DOCUMENT EXTRACT:

Saturday 10 August 2019

How can Man become divine, while remaining himself?

If Murphy's favourite hammer has had both its head and its haft replaced several times over its long lifetime - is this still Murphy's favourite hammer? Or is it really a completely different hammer?

I think the 'dilemma', here, is between what we feel, as an unexamined intuition ('it's the same hammer'); and the difficulty of framing an abstract philosophical justification for why it is indeed still the same hammer - despite that everything about it has been replaced.

Properly considered, this is a very deep question indeed; and unless we have a 'theory' that explains why it is still the same hammer, then our metaphysics Must Be wrong.

Because what applies to the hammer applies to persons: applies to specific men and women Christianly-considered. We know that nothing makes sense about anything unless we are the same person through time; yet we also know that potentially everything about us may change, probably should change, as we undergo theosis - as we progress towards deity.

Probably, nearly all of our microscopic body is replaced through life; and even the cells that do last 'a lifetime' (neurons, myocytes) were not there at conception. The entire body is presumably replaced at the chemical level. And the mind of a zygote, morula, embryo, neonate, child, adult, senescent person... well this may have transformed wholly and more than once; leaving aside the re-formation of death and resurrection.

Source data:
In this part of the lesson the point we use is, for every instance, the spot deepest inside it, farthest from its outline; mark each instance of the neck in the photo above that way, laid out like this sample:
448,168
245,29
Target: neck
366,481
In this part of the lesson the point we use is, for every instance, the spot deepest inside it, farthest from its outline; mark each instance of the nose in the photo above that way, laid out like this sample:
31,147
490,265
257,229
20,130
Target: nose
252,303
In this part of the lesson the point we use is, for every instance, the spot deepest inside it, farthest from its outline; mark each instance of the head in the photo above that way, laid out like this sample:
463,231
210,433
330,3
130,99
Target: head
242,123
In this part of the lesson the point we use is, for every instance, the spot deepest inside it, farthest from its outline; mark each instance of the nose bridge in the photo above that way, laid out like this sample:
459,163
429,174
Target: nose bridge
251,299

--

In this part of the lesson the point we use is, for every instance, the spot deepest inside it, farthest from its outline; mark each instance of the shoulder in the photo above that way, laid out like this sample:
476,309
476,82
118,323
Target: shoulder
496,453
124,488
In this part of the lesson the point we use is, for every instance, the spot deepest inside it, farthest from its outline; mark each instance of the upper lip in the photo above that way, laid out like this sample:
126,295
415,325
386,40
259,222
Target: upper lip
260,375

WHAT THE EXERCISE ASKS: Extend the essay on Murphy's hammer and personal identity, starting after its final sentence. The items are separate material with no connection to the essay.

ANSWER FOR THE TASK:
One attempted solution that is proposed by Owen Barfield - following Rudolf Steiner, is to posit an eternal and unchanging 'spirit' that persists through all physical and psychological changes. But this, I believe, rules out any fundamental change. If the Spirit is to carry a single identity it cannot change. All change is rendered superficial (i.e. a matter of body and soul, which are aspects of temporary incarnations) - while our core 'spirit' essence is static, by definition  - or else it would not be The Same. This renders theosis trivial - hence I reject it.

There is, however (you will not be surprised to hear) a metaphysical philosophy that can readily explain why Murphy's hammer is still his favourite, and why a person can have literally everything about him (body and soul) replaced (in the process of spiritual progression to full deity) - and yet he or she will still remain the same person.

Mormon theology is based on evolutionary development as a core assumption, which entails that Time is always included in any ultimate analysis, which means (to jump a few steps) that every 'thing' is 'defined' as an uninterrupted lineage, extending through-time.This is one of its great strengths.

So that fact that at two different cross-sectional moments, the same 'thing' may have Nothing in-common, does not matter.

This is an aspect of what I understand by 'polarity' based on process of '-ing'. Or, more simply, a conscious and explicit version of the spontaneous 'animistic' spirituality of children and hunter-gatherers; a metaphysics based on Beings and Relationships in Time


The above is based on a recent post at Junior Ganymede.